==== RECORDS FOR THIS EXERCISE
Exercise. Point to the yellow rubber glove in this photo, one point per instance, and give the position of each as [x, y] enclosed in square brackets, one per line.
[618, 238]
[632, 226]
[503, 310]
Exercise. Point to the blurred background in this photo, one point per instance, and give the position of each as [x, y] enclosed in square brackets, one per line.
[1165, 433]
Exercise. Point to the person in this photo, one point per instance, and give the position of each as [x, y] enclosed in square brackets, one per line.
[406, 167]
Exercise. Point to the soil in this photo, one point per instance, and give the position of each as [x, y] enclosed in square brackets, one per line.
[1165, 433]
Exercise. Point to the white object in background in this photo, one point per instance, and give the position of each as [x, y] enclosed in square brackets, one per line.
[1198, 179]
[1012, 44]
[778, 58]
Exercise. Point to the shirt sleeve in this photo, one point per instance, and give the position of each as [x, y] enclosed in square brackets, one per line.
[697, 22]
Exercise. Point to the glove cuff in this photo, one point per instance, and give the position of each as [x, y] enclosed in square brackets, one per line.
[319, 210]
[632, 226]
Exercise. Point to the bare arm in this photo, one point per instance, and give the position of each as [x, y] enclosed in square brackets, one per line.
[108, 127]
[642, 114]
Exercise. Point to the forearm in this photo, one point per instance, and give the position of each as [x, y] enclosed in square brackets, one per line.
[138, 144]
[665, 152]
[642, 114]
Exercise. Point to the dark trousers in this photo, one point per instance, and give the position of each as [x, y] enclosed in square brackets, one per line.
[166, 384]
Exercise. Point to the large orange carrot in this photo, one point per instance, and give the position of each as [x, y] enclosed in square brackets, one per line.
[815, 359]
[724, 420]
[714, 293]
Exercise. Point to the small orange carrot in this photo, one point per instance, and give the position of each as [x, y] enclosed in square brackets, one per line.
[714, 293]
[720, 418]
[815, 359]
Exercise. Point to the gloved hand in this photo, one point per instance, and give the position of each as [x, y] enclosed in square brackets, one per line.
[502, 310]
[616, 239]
========
WHAT YOU SHOULD DO »
Without leaving anything out, quote all the data.

REPLY »
Exercise. Point to the yellow rubber glove in this photo, one point per instance, and give the position of each as [x, y] enclosed in square brackets, one per line.
[618, 238]
[632, 226]
[503, 310]
Exercise. Point to the blurred background in this photo, one point per instance, and give the position of each as [x, y] enclosed in square brackets, one per line.
[1165, 433]
Exercise. Point to the person in this photo, one point per instance, and give the position of each as [x, y] enclosed in square brackets, one per line.
[406, 167]
Exercise. Point to the soil in this photo, one point per instance, and give the position of each as [x, y] enclosed in square brackets, one per line.
[1165, 433]
Exercise. Point to the white object in background in this photo, one point per instance, and give the position of each as [x, y] enclosed in square brackets, one per line.
[1198, 179]
[1012, 44]
[778, 58]
Exercise. Point to the shirt sleeve in this photo, one point per instance, and give the position of each as [x, y] enclosed in square brackets, one per line.
[697, 22]
Exercise. Point to the glove cuff in this photo, one point per instance, and give the position of each as [x, y] enclosed in square brackets, one per line.
[319, 210]
[632, 226]
Exercise. Point to the bare arm in this photo, one point per instance, and give the position of each as [x, y] enclosed in square brackets, one per line.
[108, 127]
[642, 114]
Exercise. Point to the forearm in this photo, one point per instance, and give the position of each as [x, y] enclosed in square brackets, one per line.
[138, 144]
[665, 152]
[642, 114]
Exercise. Point to the dark trousers in this photo, one point per instance, and give the position of each as [x, y] enclosed in square brackets, one per line.
[166, 384]
Exercise. Point to the large orange carrot in this photo, one point per instance, and give the position of each as [x, y] enclosed in square brackets, one per line.
[815, 359]
[724, 420]
[714, 293]
Exercise. Point to the small orange carrot in this photo, one point per instance, and give the position of each as [x, y] enclosed in square brackets, one per line.
[714, 293]
[720, 418]
[815, 359]
Exercise. Point to the gloved hand in this photo, one point per instance, and give the position of each as [x, y] enclosed in square brackets, one per line.
[502, 310]
[616, 239]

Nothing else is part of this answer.